執着を手放すと苦しくなる

執着を手放すと楽になると言われています。
それは、私も理解しています。

何かに執着、しがみついている状態の時、人はそのことで頭がいっぱいで、他のことを考える余裕がなく、そのことに、ずっと注意集中、過熱状態中です。

例えば、恋愛において、彼(彼女)に執着して、何とかコチラに振り向かせたい、しかし、他者は自分の思い通りにコントロール出来ない。
したがって、彼(彼女)への執着を手放す。

すると、気持ちが楽になり、心も自由になり、視野も広がり、他に楽しみを探したり、また、趣味を通して、新しいお付き合いがはじまる。

これなど、執着を手放すと、楽になる一例です。

しかし、執着を手放すと苦しく例を2つ書きたいと思います。

1 ネットゲームへの執着(依存)

* [やること]:
執着についての文章のうち、「何かに執着、しがみついている」から始まって「したがって、彼(彼女)への執着を手放す。」で終わる部分を、「他者」を「相手」に変えて書き直してください。

[テキストと画像領域の対応データ]
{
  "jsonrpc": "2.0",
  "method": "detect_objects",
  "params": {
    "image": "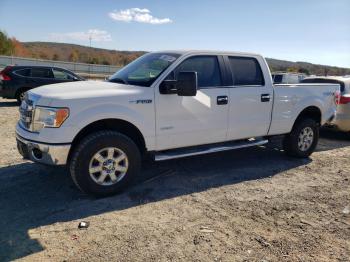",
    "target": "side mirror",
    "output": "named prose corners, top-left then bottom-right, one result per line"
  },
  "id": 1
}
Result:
top-left (176, 72), bottom-right (198, 96)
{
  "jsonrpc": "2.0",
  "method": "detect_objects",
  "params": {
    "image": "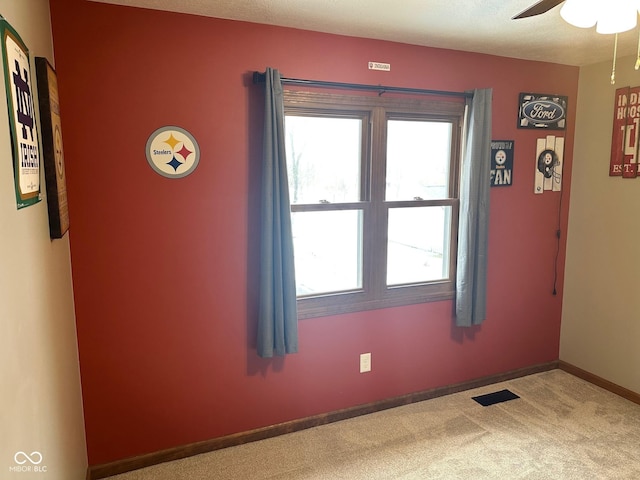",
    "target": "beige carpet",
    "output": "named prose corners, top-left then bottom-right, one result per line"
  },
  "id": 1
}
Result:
top-left (110, 370), bottom-right (640, 480)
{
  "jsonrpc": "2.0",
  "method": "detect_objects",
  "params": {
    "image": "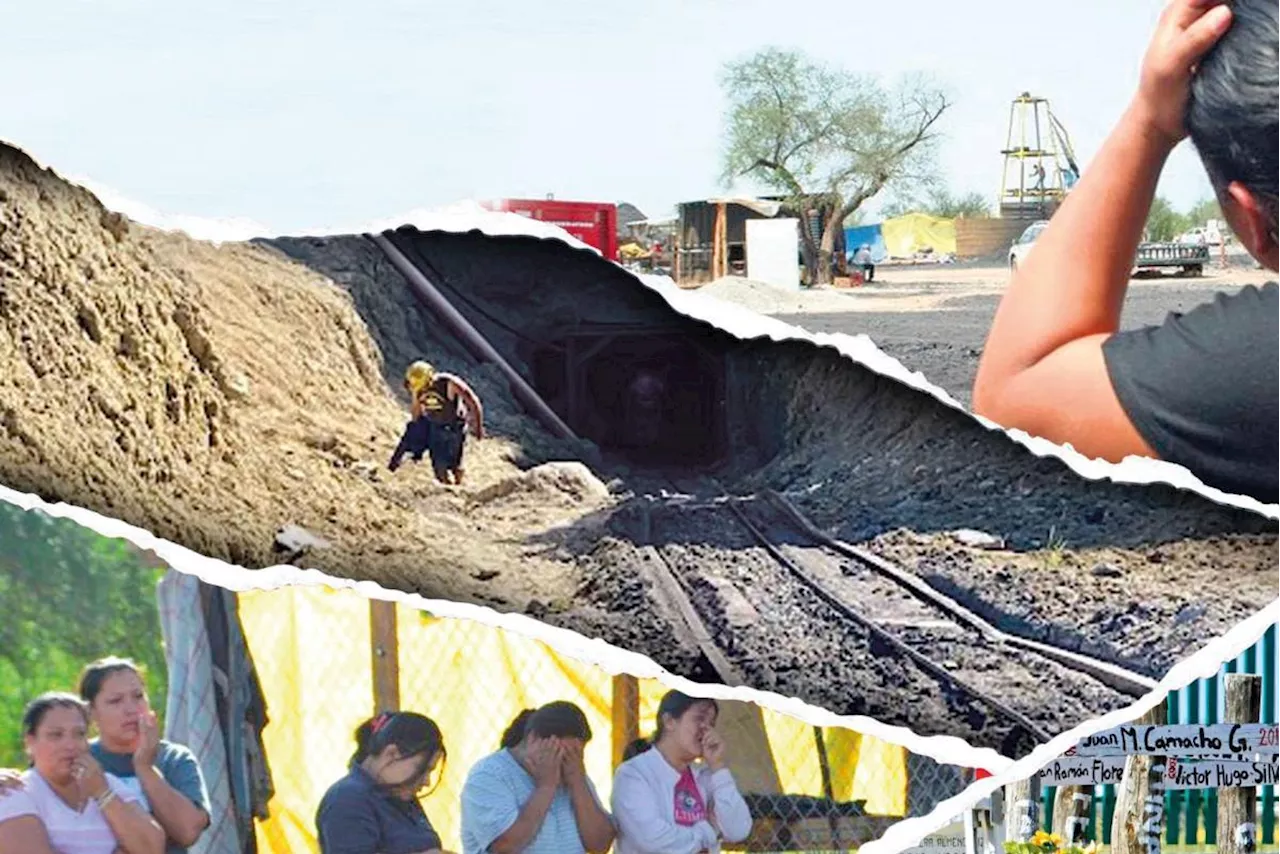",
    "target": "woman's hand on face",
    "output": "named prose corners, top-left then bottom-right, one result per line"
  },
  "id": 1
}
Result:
top-left (703, 730), bottom-right (724, 771)
top-left (1137, 0), bottom-right (1231, 145)
top-left (133, 709), bottom-right (160, 768)
top-left (72, 750), bottom-right (111, 800)
top-left (0, 768), bottom-right (26, 798)
top-left (561, 741), bottom-right (586, 782)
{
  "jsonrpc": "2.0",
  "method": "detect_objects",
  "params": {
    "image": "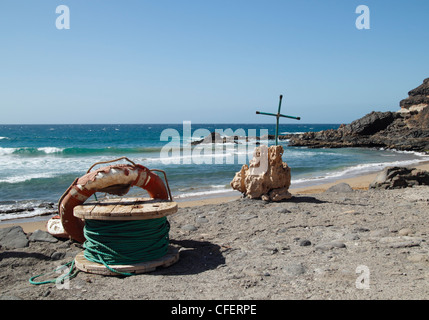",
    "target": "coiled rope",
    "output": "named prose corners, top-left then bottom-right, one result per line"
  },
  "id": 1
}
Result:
top-left (29, 217), bottom-right (170, 285)
top-left (83, 217), bottom-right (170, 275)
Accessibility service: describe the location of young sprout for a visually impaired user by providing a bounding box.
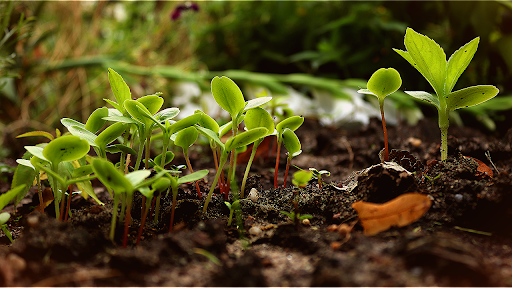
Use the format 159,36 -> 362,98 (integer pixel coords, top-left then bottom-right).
357,68 -> 402,161
174,126 -> 202,199
135,177 -> 171,245
167,169 -> 208,232
282,128 -> 302,188
240,107 -> 275,198
224,200 -> 240,226
393,28 -> 499,161
309,168 -> 331,190
0,184 -> 26,243
274,116 -> 304,189
211,76 -> 272,198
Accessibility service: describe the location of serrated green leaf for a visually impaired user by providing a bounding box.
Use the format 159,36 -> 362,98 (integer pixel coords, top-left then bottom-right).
367,68 -> 402,101
16,131 -> 54,141
276,116 -> 304,135
84,107 -> 108,133
136,95 -> 164,115
174,126 -> 199,150
67,126 -> 98,147
283,128 -> 302,157
167,114 -> 201,135
95,122 -> 126,147
43,135 -> 90,164
244,107 -> 274,133
108,68 -> 132,114
446,85 -> 500,111
91,158 -> 133,193
405,91 -> 441,110
0,184 -> 26,211
444,37 -> 480,94
244,97 -> 272,111
225,127 -> 268,151
60,118 -> 85,130
211,76 -> 245,119
400,28 -> 447,95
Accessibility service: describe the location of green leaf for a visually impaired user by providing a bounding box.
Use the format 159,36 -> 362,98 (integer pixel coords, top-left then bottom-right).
94,122 -> 126,147
43,135 -> 90,164
107,68 -> 132,114
178,169 -> 208,184
167,114 -> 201,135
124,100 -> 153,127
91,158 -> 133,193
444,37 -> 480,94
211,76 -> 245,119
244,97 -> 272,111
60,118 -> 86,132
84,107 -> 108,133
125,170 -> 151,186
276,116 -> 304,135
225,127 -> 268,151
155,107 -> 180,122
194,110 -> 219,133
244,107 -> 274,133
0,184 -> 26,211
405,91 -> 441,110
446,85 -> 500,111
400,28 -> 447,96
67,126 -> 98,147
283,128 -> 302,157
137,95 -> 164,116
196,126 -> 225,150
16,131 -> 54,141
367,68 -> 402,101
174,126 -> 199,150
25,146 -> 48,161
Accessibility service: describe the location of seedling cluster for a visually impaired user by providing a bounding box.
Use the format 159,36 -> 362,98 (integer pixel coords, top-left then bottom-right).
0,28 -> 499,246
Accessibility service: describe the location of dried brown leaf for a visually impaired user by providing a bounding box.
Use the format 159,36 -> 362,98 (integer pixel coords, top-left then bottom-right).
352,193 -> 431,236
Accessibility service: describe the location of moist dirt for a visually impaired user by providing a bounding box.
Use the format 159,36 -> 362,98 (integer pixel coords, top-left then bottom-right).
0,120 -> 512,286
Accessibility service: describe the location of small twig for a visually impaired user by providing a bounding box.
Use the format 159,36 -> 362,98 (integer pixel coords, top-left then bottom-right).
341,136 -> 354,169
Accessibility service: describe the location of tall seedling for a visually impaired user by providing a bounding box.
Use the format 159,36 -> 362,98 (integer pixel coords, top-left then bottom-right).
357,68 -> 402,161
393,28 -> 499,161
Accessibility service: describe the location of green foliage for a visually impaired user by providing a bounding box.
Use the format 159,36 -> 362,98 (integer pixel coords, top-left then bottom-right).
394,28 -> 499,161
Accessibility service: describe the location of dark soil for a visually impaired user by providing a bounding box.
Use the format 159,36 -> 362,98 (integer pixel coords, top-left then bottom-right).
0,120 -> 512,286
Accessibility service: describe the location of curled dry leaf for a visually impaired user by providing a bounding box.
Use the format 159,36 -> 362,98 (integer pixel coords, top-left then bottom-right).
352,193 -> 431,236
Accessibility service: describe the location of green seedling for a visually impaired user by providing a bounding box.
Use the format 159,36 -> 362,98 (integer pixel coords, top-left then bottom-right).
224,200 -> 240,226
282,128 -> 302,188
92,158 -> 156,247
0,184 -> 26,243
135,177 -> 171,245
167,169 -> 208,232
211,76 -> 272,198
357,68 -> 402,161
393,28 -> 499,161
240,107 -> 275,198
309,168 -> 331,190
196,126 -> 268,213
30,135 -> 90,219
274,116 -> 304,189
174,126 -> 202,199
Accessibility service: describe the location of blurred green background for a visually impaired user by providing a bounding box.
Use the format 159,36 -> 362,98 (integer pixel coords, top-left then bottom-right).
0,0 -> 512,159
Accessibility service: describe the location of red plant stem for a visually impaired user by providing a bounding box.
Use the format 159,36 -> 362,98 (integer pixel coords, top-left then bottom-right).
380,105 -> 389,162
274,140 -> 281,189
123,200 -> 132,248
64,185 -> 73,222
135,202 -> 149,246
283,158 -> 291,188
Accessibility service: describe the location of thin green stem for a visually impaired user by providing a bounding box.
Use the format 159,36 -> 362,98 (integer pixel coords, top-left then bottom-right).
203,151 -> 228,213
240,138 -> 264,198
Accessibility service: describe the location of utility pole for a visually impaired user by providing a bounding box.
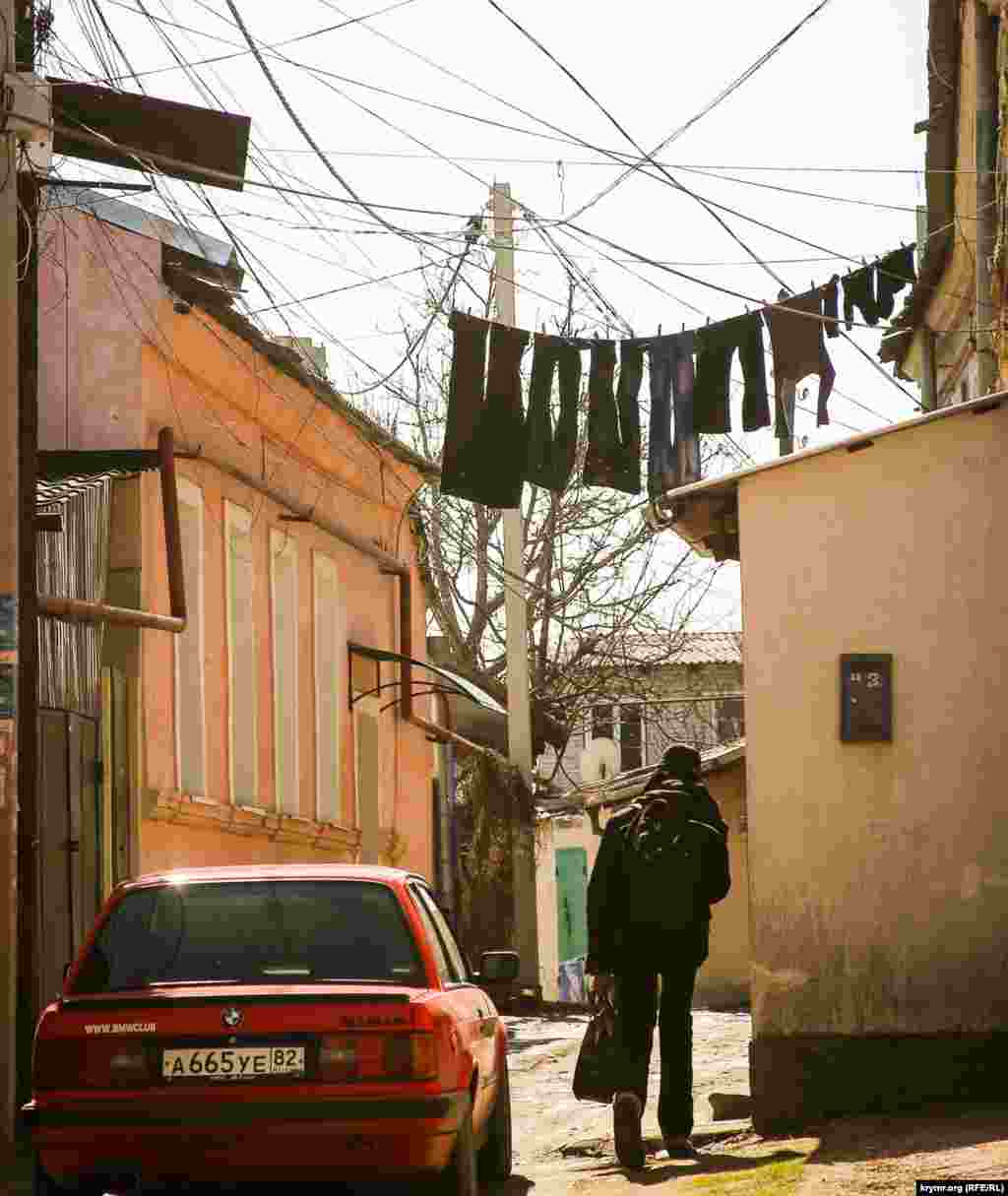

* [作業の結果]:
何かに執着、しがみついている状態の時、人はそのことで頭がいっぱいで、他のことを考える余裕がなく、そのことに、ずっと注意集中、過熱状態中です。

例えば、恋愛において、彼(彼女)に執着して、何とかコチラに振り向かせたい、しかし、相手は自分の思い通りにコントロール出来ない。
したがって、彼(彼女)への執着を手放す。